» **WHAT THE TASK REQUIRES**
In the records below, find the line containing "skyline in the photo above.". Restate it and all the lines after it exactly, and omit the rest.

» **INPUT DATA**
□ □ □

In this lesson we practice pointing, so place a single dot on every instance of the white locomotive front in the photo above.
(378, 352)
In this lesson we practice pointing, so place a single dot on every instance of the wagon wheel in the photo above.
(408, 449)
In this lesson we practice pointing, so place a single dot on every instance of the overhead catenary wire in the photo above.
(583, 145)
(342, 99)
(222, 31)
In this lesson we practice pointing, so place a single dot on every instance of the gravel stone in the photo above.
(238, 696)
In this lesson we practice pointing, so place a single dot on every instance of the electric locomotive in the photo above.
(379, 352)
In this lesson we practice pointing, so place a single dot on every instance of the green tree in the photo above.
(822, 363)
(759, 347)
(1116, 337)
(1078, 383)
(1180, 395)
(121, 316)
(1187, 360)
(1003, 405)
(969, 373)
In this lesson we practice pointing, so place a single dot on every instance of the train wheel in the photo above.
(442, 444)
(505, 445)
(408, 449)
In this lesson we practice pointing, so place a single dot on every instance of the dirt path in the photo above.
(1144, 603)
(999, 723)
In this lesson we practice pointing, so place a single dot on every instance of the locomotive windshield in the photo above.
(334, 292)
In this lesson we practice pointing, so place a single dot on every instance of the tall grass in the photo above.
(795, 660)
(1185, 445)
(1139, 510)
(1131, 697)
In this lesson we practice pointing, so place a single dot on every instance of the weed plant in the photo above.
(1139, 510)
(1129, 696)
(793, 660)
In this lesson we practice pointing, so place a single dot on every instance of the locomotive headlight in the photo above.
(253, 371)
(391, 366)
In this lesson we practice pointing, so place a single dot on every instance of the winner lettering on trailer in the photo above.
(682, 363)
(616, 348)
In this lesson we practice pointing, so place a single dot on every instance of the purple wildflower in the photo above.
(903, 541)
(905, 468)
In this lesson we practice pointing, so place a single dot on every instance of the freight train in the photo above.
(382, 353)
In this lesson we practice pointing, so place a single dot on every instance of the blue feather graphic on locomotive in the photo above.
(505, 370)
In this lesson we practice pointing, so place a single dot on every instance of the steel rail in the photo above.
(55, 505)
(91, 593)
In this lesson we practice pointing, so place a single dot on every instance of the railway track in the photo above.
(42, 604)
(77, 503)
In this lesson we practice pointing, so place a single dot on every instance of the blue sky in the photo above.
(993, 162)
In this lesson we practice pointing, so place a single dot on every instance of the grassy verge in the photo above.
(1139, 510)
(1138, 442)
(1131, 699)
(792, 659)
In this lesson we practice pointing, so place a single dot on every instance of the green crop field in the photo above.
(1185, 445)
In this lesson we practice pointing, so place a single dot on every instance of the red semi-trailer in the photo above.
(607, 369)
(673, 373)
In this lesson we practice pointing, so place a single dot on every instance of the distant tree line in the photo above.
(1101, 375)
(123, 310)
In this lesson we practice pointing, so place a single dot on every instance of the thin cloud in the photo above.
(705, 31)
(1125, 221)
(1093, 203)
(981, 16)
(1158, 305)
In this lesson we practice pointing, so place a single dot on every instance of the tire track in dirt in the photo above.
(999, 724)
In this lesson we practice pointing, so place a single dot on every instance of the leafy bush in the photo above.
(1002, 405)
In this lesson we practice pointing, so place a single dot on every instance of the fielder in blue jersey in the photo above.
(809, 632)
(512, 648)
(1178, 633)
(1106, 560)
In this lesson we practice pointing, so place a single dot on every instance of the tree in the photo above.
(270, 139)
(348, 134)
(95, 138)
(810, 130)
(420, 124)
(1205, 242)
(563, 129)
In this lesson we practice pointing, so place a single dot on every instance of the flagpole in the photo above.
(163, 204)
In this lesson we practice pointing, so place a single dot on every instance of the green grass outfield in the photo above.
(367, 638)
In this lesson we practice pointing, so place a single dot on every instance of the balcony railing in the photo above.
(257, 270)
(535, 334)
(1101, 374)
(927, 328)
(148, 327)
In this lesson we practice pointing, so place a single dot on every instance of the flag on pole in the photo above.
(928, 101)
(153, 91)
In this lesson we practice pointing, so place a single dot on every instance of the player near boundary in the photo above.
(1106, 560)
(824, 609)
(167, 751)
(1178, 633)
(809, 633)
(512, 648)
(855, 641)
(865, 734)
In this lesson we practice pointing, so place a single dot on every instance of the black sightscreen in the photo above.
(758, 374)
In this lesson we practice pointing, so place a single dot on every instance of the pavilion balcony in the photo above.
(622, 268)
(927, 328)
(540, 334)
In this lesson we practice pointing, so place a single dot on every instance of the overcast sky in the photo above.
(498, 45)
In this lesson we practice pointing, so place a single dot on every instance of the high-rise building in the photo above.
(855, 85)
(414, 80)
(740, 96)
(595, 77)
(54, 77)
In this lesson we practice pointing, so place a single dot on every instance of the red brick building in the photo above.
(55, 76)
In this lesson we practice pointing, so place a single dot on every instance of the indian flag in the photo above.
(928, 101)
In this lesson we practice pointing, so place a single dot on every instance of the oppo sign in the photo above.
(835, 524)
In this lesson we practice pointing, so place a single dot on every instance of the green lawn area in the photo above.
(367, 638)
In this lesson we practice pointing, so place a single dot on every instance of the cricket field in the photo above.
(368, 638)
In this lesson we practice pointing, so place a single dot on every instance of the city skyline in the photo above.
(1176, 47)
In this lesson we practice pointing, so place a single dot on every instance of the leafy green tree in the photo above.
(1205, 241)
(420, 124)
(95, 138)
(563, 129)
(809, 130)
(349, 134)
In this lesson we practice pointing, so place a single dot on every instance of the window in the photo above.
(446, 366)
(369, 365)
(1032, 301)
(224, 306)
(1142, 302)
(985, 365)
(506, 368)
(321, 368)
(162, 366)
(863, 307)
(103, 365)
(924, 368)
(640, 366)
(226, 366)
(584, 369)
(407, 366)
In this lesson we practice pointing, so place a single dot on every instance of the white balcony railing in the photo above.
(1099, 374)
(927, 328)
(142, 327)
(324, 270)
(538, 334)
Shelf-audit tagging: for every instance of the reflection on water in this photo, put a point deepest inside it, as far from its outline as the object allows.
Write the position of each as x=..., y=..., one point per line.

□ □ □

» **FINISHED EXERCISE**
In this lesson we practice pointing, so place a single dot on every instance of the city skyline in the photo above.
(1176, 47)
In this lesson we practice pointing, so place a single dot on every instance of the leafy green tree in the photo above.
(1205, 241)
(420, 124)
(95, 138)
(563, 129)
(809, 130)
(349, 134)
In this lesson we practice pointing, so place a single dot on every instance of the window in the photo above.
(446, 366)
(369, 365)
(1032, 301)
(224, 306)
(1142, 302)
(985, 365)
(506, 368)
(321, 368)
(162, 366)
(863, 307)
(103, 365)
(924, 368)
(640, 366)
(226, 366)
(584, 369)
(407, 366)
In this lesson we practice pointing, so place a single dot on every instance of the white balcony railing in the photo above.
(1099, 374)
(927, 328)
(142, 327)
(324, 270)
(538, 334)
Shelf-audit tagging: for every instance of the reflection on water in this photo, put a point deepest inside it, as far from its outline as the object allows.
Write the position of each as x=..., y=..., one point per line.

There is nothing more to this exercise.